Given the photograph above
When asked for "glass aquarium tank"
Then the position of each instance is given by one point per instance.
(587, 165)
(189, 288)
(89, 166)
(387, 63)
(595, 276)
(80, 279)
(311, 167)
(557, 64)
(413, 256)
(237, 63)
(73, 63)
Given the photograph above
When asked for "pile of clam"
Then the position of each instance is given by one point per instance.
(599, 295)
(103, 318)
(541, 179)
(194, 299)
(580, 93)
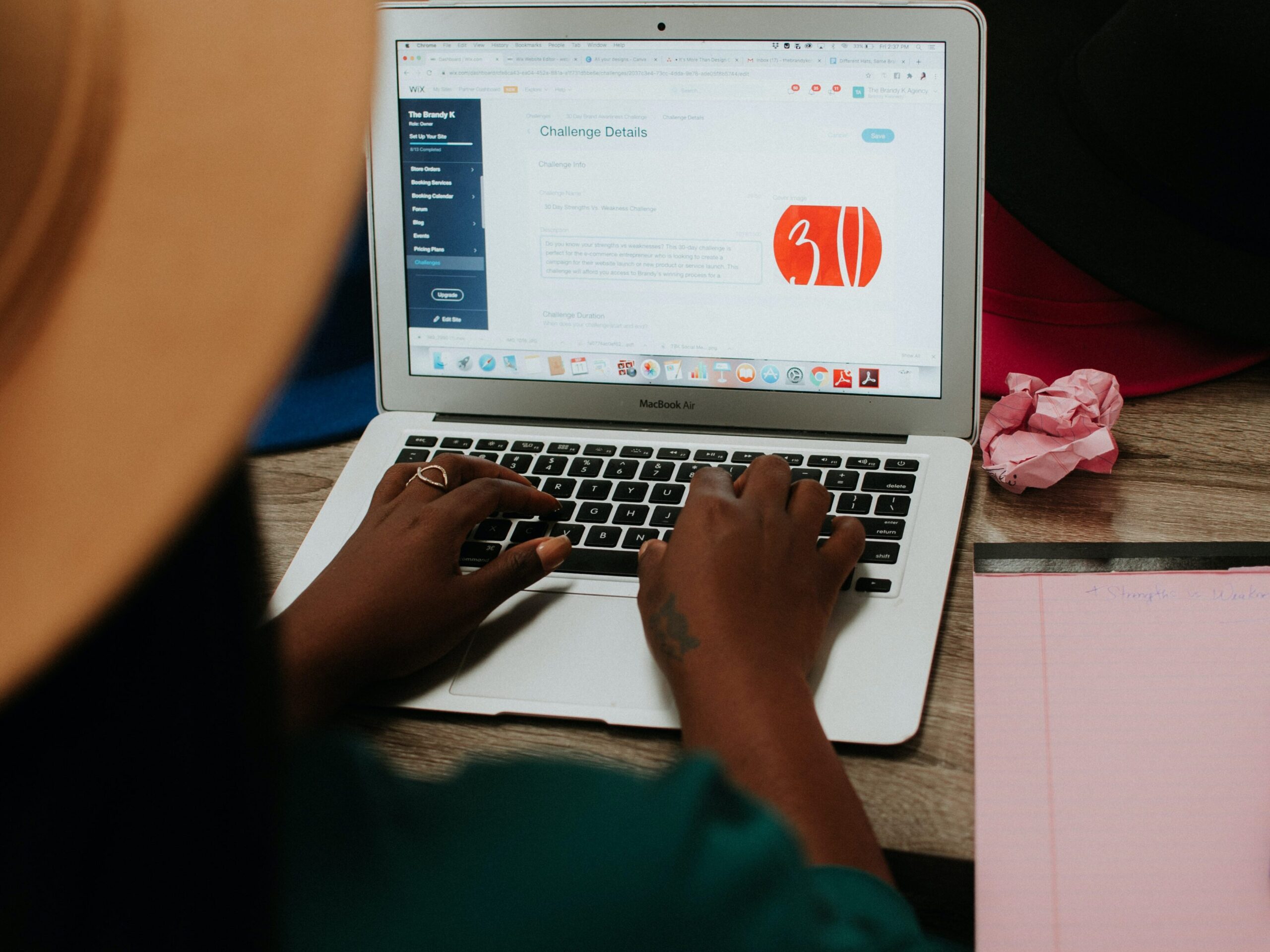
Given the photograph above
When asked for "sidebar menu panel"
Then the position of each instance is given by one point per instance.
(445, 234)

──────────

TO DO
Show every line of the records above that contains the word "asked".

TASK ANSWER
When asked for "glass aquarium tank"
When asked for "pile of clam"
When asked for "sidebar menu panel"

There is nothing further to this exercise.